Repeat verbatim every line of the material, beginning at the line that holds "Put a point on the wooden beam, one" and ending at its last line.

[START OF Source data]

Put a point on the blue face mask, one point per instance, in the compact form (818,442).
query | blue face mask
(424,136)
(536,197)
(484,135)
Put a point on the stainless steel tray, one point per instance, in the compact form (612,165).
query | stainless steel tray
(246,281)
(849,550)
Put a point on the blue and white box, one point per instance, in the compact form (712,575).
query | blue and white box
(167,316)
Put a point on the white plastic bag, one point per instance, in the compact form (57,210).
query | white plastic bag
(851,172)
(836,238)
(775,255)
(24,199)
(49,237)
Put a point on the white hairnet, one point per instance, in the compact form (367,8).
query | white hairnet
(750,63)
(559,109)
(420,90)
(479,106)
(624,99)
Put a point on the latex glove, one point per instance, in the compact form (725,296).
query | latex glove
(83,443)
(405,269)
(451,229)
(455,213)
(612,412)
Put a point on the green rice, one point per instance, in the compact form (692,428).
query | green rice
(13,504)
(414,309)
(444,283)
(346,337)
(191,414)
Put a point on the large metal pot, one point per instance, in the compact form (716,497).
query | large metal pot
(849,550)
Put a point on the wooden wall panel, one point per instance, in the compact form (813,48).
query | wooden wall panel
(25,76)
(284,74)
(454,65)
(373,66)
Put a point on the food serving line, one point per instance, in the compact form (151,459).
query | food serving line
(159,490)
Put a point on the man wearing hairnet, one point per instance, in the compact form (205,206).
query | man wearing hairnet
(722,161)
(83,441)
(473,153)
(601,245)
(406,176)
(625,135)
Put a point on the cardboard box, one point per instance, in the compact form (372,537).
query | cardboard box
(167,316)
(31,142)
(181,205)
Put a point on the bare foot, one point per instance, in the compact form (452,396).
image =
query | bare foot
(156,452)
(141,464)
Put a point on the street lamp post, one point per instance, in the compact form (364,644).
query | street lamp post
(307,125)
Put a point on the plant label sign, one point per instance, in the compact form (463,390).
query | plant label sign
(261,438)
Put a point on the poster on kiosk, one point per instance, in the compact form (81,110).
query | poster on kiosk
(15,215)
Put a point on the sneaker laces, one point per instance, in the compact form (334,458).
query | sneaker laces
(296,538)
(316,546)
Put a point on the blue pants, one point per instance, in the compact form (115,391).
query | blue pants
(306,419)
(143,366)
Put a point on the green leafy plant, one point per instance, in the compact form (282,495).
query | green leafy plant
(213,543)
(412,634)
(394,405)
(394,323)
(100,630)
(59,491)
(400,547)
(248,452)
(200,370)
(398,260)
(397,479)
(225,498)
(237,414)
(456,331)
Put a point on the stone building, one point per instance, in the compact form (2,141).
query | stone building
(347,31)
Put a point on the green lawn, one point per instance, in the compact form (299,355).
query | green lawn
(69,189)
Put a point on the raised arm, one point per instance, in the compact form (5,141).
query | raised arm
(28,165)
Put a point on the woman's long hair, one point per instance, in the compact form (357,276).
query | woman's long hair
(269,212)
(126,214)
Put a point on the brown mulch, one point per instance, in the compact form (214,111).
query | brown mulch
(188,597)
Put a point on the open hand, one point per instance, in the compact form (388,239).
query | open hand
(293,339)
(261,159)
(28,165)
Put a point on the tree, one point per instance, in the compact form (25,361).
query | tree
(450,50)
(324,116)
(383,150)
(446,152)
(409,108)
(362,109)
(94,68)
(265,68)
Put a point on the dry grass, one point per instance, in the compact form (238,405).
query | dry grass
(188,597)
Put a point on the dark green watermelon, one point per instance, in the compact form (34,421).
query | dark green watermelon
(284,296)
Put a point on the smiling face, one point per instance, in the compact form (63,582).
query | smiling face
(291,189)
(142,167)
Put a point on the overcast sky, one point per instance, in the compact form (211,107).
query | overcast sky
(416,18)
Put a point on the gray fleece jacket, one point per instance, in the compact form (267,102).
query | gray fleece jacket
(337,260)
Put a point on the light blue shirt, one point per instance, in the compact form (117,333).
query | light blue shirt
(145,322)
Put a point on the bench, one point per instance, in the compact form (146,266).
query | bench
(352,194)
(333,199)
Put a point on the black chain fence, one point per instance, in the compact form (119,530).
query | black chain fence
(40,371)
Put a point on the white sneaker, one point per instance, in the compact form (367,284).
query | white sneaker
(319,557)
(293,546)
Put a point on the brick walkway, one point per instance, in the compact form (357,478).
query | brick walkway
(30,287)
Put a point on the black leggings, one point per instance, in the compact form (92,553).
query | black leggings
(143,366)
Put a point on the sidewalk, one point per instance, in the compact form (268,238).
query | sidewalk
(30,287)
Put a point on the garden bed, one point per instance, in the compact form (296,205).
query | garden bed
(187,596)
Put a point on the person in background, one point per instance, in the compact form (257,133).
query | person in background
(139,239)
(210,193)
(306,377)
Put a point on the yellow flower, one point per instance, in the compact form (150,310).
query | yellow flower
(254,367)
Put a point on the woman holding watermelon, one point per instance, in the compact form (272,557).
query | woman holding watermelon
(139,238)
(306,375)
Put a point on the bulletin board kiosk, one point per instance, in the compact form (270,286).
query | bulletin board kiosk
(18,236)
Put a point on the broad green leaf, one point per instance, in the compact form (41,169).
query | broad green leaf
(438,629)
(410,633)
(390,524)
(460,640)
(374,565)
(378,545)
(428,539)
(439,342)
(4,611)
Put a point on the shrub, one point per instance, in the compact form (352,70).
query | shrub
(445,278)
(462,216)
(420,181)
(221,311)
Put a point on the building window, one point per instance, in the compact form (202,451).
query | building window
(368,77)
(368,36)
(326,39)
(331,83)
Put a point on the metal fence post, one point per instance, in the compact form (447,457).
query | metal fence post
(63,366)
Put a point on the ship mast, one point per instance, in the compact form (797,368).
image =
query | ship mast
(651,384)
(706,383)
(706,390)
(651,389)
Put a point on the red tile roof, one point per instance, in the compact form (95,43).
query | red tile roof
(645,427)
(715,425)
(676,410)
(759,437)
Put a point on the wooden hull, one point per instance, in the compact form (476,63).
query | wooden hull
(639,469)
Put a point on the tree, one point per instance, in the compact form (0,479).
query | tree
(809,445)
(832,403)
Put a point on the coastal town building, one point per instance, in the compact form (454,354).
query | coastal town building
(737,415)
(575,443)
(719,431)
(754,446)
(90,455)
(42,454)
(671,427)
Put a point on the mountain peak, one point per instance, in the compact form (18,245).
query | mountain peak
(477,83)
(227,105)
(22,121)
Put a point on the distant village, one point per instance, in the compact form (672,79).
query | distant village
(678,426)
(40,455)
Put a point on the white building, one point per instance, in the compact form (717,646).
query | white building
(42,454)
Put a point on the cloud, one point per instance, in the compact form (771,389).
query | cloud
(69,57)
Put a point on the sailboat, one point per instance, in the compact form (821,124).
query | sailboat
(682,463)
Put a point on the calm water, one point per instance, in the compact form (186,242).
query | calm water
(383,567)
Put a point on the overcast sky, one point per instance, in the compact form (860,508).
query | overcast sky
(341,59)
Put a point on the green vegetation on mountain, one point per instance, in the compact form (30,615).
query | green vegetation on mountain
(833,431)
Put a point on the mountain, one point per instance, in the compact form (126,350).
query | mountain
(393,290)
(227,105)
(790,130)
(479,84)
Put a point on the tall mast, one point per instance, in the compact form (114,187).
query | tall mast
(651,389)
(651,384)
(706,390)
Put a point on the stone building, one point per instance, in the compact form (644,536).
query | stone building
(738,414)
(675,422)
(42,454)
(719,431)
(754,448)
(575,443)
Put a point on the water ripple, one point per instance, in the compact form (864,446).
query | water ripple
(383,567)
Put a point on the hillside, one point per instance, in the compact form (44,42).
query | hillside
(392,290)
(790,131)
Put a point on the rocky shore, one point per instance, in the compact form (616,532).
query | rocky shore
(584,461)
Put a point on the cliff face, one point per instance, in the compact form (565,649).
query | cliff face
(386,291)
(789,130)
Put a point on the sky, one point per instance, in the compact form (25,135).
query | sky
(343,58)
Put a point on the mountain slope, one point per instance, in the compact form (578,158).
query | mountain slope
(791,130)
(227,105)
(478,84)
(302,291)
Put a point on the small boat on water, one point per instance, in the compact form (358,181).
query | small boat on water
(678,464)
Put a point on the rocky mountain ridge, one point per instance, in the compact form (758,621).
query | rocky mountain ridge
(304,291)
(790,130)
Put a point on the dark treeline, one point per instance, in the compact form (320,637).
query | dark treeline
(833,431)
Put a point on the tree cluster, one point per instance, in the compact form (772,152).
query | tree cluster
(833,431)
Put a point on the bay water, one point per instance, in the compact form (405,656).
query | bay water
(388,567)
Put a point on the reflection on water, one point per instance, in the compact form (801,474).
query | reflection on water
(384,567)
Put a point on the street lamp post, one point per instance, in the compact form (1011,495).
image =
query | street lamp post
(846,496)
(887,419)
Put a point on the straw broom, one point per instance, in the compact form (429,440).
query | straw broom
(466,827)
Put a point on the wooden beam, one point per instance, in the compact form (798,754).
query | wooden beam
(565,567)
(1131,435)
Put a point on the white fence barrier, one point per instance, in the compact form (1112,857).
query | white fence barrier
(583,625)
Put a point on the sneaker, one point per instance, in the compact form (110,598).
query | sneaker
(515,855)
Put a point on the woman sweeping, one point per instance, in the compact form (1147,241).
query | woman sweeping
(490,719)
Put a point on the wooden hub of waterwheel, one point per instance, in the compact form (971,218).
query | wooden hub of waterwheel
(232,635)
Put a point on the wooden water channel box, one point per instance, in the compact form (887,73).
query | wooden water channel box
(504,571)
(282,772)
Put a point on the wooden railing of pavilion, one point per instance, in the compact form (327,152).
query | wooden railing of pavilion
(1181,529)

[END OF Source data]

**Completed task**:
Put a point on the wooden beam, one point per instance, in the compact form (798,754).
query | wooden beam
(565,567)
(1131,435)
Put a point on the white fence barrier, one point per instance, in the compact form (1112,857).
query | white fence barrier
(583,625)
Put a point on the sneaker, one point per instance, in the compact form (110,598).
query | sneaker
(515,855)
Put a point on the woman sweeping, one point per instance, in the compact form (1147,241).
query | woman sweeping
(490,719)
Put a point on the wooden hub of waterwheel, one point per instance, in the compact form (971,218).
query | wooden hub of waterwheel
(232,635)
Put a point on the wooden water channel box, one point per instance, in the compact form (887,73).
query | wooden water channel box
(504,571)
(282,772)
Put a point on the wooden railing of pavilion, one point per instance, in the compact form (327,152).
query | wooden railing of pavilion
(1181,529)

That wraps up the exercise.